(Free-text object descriptions)
###

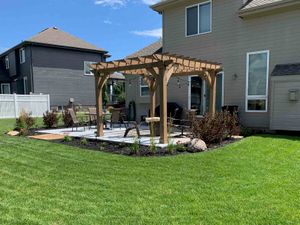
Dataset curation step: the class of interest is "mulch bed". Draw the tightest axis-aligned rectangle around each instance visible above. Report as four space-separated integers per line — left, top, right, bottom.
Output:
11 128 243 157
51 136 242 157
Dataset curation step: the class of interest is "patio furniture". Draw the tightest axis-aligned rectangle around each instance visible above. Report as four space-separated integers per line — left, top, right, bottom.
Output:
123 121 141 138
88 107 97 128
68 108 88 131
107 108 125 129
145 117 160 136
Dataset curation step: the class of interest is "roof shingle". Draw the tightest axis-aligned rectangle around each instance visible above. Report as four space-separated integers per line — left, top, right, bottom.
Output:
126 39 162 58
27 27 106 52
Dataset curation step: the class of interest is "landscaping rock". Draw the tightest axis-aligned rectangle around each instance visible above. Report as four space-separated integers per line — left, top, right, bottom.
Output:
7 131 20 136
190 139 207 151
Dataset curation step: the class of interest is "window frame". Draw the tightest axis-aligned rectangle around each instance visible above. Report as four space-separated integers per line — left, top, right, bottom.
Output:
84 61 96 76
140 77 149 97
19 48 26 64
245 50 270 113
0 83 11 94
185 0 212 37
5 56 9 69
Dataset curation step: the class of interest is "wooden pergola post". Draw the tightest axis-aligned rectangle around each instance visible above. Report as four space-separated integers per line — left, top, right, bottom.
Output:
209 71 217 116
95 73 109 137
149 79 157 136
159 67 168 144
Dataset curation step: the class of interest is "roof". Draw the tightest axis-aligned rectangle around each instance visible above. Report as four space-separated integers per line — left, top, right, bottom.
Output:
239 0 300 16
271 63 300 76
126 39 162 58
152 0 299 14
0 27 107 56
241 0 285 10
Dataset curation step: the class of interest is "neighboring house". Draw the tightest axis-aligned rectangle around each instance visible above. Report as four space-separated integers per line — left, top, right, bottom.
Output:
0 27 109 107
127 0 300 130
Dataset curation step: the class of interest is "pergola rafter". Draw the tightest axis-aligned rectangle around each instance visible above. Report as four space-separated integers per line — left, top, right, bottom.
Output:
92 53 222 144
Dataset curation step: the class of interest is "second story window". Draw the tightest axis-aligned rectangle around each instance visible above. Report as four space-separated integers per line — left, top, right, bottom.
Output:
19 48 26 64
84 61 96 75
186 1 212 37
5 56 9 69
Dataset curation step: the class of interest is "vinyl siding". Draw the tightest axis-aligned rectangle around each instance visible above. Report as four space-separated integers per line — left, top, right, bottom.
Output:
270 75 300 130
31 46 103 106
162 0 300 128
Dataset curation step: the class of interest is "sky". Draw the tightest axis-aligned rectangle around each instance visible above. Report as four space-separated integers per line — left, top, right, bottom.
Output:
0 0 162 59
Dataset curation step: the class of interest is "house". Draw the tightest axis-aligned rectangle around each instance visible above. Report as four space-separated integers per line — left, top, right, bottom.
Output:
126 0 300 130
0 27 109 107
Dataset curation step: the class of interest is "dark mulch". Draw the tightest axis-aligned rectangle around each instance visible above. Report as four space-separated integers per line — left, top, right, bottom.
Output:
51 136 241 157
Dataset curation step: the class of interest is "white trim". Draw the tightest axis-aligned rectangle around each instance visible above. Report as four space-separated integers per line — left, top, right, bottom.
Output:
185 0 212 37
84 61 96 76
245 50 270 113
140 77 149 97
5 56 9 69
19 48 25 64
1 83 11 94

###

*Exercise prompt*
Check each line of the data above for the word "roof", then state how many lines have it. Give the number alone.

*Solution to this task*
2